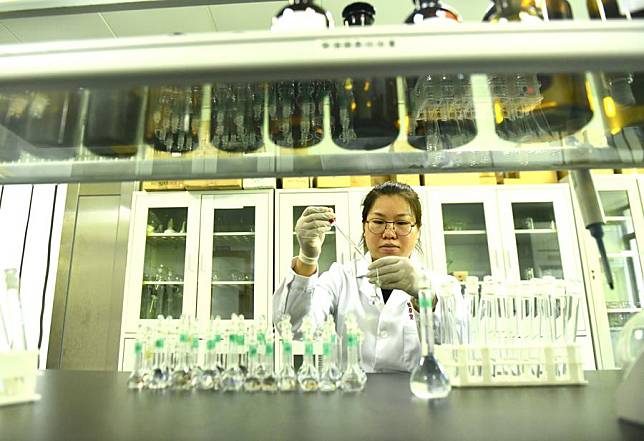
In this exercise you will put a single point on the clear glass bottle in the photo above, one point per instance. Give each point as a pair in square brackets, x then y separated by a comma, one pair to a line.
[114, 120]
[308, 376]
[252, 382]
[428, 380]
[440, 107]
[287, 380]
[269, 380]
[159, 372]
[296, 107]
[532, 107]
[173, 118]
[136, 380]
[210, 378]
[233, 377]
[330, 374]
[181, 375]
[364, 111]
[622, 93]
[237, 116]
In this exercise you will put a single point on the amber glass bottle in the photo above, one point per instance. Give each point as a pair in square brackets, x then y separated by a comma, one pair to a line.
[531, 107]
[49, 121]
[622, 94]
[295, 108]
[113, 121]
[440, 107]
[364, 111]
[173, 118]
[237, 116]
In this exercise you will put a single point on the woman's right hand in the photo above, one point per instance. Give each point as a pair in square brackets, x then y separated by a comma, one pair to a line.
[310, 230]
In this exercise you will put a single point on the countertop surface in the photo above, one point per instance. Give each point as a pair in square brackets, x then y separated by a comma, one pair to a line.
[83, 405]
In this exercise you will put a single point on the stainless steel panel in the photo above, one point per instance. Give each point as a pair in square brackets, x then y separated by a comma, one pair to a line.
[89, 294]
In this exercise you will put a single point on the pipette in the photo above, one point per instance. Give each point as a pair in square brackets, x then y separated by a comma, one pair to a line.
[348, 239]
[591, 213]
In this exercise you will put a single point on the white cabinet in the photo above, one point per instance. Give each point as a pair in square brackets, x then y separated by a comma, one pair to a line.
[510, 233]
[624, 239]
[200, 254]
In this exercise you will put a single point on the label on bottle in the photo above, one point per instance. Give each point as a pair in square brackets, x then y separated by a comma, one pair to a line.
[438, 20]
[307, 20]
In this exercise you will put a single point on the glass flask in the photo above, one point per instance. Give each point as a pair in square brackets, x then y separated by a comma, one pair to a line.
[114, 118]
[308, 376]
[364, 111]
[137, 380]
[287, 380]
[622, 93]
[428, 380]
[353, 378]
[296, 107]
[532, 107]
[440, 107]
[173, 118]
[48, 120]
[237, 117]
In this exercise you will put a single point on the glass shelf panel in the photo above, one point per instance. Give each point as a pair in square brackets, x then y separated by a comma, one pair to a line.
[536, 239]
[466, 242]
[172, 116]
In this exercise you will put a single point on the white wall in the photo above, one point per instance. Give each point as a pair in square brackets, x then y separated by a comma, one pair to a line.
[30, 226]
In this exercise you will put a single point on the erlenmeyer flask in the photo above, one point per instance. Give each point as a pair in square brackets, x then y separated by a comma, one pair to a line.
[364, 111]
[173, 118]
[533, 107]
[428, 380]
[440, 107]
[622, 93]
[295, 107]
[237, 116]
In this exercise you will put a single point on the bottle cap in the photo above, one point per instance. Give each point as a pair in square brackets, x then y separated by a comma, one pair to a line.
[358, 14]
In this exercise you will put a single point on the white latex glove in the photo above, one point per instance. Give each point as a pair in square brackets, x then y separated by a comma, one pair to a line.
[310, 229]
[395, 272]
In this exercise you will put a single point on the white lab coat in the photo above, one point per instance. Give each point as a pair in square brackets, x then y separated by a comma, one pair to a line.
[390, 331]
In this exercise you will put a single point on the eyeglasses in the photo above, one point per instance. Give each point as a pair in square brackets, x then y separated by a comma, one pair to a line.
[378, 226]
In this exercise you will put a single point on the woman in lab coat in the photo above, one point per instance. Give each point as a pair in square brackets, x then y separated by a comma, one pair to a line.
[391, 218]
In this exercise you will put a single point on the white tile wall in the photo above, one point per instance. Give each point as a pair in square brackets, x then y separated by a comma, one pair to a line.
[222, 18]
[245, 16]
[7, 37]
[60, 27]
[160, 21]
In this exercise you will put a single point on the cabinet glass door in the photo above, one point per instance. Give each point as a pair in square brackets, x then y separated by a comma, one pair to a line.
[164, 262]
[466, 240]
[233, 262]
[537, 240]
[234, 257]
[623, 254]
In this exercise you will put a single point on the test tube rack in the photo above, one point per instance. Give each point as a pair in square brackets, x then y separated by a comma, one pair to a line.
[18, 372]
[513, 364]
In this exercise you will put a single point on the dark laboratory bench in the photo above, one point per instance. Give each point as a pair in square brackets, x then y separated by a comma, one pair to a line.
[84, 405]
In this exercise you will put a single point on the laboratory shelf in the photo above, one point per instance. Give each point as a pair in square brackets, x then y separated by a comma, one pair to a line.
[260, 57]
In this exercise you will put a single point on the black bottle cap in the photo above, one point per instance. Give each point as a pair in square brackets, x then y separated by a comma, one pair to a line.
[358, 14]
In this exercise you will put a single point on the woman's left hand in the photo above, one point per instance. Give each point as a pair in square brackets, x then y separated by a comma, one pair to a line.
[395, 272]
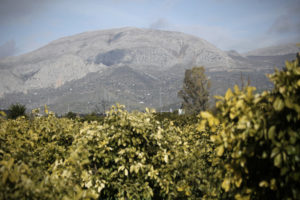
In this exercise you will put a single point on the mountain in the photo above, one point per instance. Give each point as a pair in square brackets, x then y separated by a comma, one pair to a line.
[135, 67]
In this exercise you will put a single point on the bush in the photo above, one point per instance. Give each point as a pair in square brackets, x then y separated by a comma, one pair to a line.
[258, 145]
[16, 110]
[71, 115]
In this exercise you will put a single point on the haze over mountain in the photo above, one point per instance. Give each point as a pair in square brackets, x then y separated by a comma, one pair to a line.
[135, 67]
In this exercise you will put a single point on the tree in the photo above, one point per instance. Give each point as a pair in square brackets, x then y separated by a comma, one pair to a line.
[16, 110]
[195, 91]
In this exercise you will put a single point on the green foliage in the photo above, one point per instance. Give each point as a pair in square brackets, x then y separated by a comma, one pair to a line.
[178, 120]
[249, 150]
[195, 91]
[93, 117]
[27, 150]
[16, 110]
[258, 144]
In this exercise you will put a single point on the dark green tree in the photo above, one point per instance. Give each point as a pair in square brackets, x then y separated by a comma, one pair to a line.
[16, 110]
[195, 91]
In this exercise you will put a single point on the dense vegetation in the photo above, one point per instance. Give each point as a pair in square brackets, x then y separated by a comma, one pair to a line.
[248, 150]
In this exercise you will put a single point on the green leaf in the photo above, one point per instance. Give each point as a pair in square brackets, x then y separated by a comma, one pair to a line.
[271, 132]
[278, 104]
[278, 160]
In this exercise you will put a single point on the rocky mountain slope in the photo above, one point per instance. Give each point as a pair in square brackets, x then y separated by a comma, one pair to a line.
[136, 67]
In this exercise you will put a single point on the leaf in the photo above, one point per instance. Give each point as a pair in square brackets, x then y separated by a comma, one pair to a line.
[278, 160]
[226, 184]
[220, 150]
[263, 184]
[180, 189]
[278, 104]
[228, 94]
[271, 132]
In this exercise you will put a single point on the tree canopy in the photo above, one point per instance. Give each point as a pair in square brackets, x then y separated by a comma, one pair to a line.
[195, 91]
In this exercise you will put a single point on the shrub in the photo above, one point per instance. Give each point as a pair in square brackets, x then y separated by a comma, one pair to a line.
[258, 145]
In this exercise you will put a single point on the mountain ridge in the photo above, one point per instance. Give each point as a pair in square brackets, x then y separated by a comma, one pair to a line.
[113, 63]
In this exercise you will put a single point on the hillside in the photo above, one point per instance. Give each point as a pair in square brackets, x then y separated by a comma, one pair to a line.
[136, 67]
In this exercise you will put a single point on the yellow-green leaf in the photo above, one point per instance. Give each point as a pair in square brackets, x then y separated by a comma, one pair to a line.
[226, 184]
[278, 104]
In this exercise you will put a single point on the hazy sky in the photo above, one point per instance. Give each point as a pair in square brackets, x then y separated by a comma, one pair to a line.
[229, 24]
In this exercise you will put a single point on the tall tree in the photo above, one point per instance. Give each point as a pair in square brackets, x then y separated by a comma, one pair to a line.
[195, 91]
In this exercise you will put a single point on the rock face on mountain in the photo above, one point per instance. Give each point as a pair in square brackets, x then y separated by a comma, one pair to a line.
[135, 67]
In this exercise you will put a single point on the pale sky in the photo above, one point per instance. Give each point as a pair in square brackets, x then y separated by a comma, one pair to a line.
[240, 25]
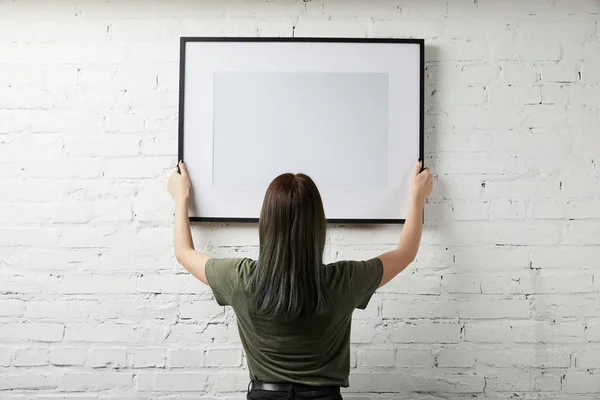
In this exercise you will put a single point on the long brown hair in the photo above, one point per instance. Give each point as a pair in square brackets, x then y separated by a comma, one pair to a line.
[288, 281]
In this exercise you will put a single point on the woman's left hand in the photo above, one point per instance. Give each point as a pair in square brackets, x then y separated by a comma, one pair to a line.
[179, 184]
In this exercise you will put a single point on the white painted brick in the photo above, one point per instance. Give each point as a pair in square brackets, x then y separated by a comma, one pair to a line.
[425, 333]
[583, 209]
[6, 356]
[419, 309]
[514, 94]
[99, 236]
[179, 381]
[84, 381]
[581, 382]
[543, 332]
[482, 332]
[159, 145]
[30, 284]
[30, 357]
[507, 209]
[12, 308]
[518, 73]
[558, 73]
[65, 356]
[112, 333]
[89, 119]
[74, 310]
[547, 209]
[378, 357]
[127, 123]
[480, 163]
[414, 358]
[82, 284]
[185, 358]
[197, 333]
[525, 49]
[582, 233]
[35, 332]
[85, 168]
[145, 358]
[555, 94]
[413, 284]
[523, 233]
[479, 73]
[455, 357]
[27, 381]
[362, 332]
[593, 330]
[138, 310]
[554, 306]
[473, 95]
[581, 186]
[223, 358]
[472, 259]
[103, 357]
[136, 167]
[102, 145]
[590, 74]
[135, 31]
[563, 283]
[511, 380]
[183, 283]
[421, 382]
[471, 211]
[545, 357]
[154, 211]
[494, 309]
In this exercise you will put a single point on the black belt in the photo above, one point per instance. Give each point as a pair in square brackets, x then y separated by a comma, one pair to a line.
[291, 387]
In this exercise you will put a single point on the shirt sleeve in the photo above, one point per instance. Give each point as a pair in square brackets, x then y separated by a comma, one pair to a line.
[365, 278]
[223, 278]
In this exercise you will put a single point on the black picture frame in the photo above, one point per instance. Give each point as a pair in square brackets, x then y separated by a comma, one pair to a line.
[185, 40]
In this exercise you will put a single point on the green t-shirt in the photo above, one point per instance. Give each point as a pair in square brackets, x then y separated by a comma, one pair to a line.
[313, 350]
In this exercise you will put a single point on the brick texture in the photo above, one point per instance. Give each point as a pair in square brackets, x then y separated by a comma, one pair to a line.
[502, 302]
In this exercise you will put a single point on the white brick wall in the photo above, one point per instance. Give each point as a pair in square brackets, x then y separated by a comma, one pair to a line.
[502, 302]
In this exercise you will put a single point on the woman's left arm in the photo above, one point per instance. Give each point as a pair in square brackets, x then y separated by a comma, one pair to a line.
[186, 255]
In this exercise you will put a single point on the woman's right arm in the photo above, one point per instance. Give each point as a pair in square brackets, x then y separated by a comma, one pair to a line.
[396, 260]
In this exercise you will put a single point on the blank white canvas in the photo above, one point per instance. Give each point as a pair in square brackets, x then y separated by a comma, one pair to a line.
[347, 114]
[278, 121]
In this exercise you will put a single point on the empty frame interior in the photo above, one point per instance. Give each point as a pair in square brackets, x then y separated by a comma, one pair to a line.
[348, 113]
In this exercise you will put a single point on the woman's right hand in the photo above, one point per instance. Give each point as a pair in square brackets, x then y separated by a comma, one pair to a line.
[421, 183]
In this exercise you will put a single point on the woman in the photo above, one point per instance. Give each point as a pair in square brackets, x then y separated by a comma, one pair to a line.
[293, 312]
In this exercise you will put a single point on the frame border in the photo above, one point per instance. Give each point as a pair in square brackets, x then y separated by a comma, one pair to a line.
[184, 40]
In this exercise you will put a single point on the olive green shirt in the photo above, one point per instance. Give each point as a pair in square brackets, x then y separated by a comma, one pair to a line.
[312, 350]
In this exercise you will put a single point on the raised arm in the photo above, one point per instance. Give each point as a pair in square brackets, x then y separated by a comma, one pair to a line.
[186, 255]
[396, 260]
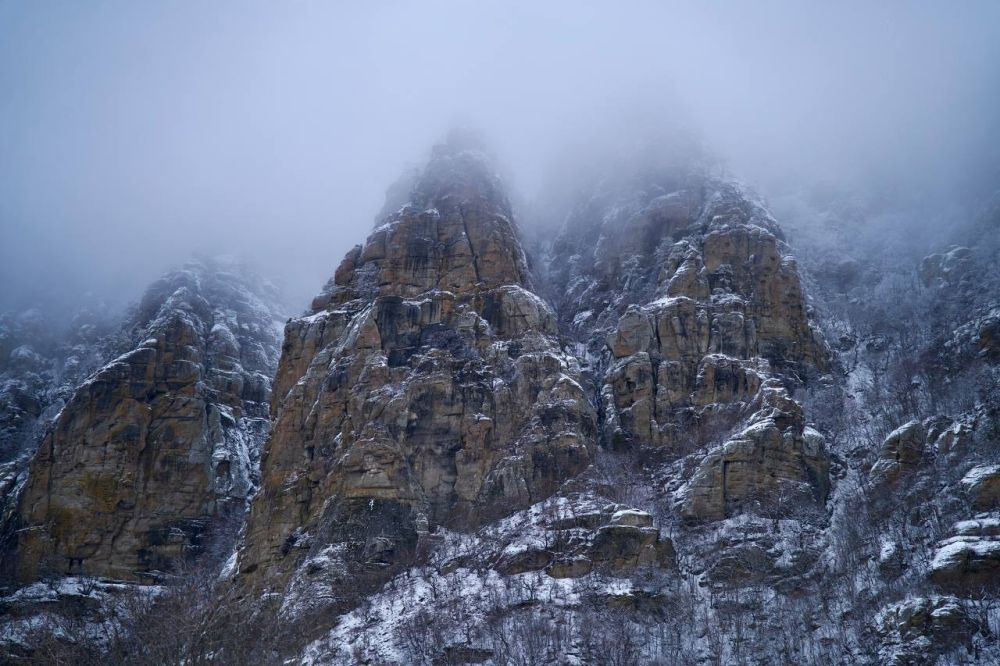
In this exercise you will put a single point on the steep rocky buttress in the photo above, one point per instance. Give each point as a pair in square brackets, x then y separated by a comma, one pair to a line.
[161, 440]
[427, 388]
[434, 415]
----
→ Problem statement: Nothing but the lines from the line containing "on the frame" through the end of the records belongs in the answer, written out exactly, both ends included, without pictures.

→ Task output:
In this exercise you will put a single point on the frame border in the photo above, one point per instance. Give each point as a pair in square brackets, x then y separated by a comma, one pair to a line.
[184, 40]
In this exercise you will put a single point on the olive green shirt in the photo above, one point per instance. Give each point as a pair in square brackets, x then y separated by a comma, one pair to a line.
[312, 350]
In this exercise you will put a single point on the raised arm in the photo above, one point per instance. Give each point as a pair in square brackets, x then y separated by a comma, one pair to a line.
[186, 255]
[396, 260]
In this exercise you will put a single point on the steep rocky buttress in the photo above, one point per instance. Give each point as a pair in square brackets, x then y separated by a comma, one pair to a line.
[161, 440]
[427, 388]
[434, 415]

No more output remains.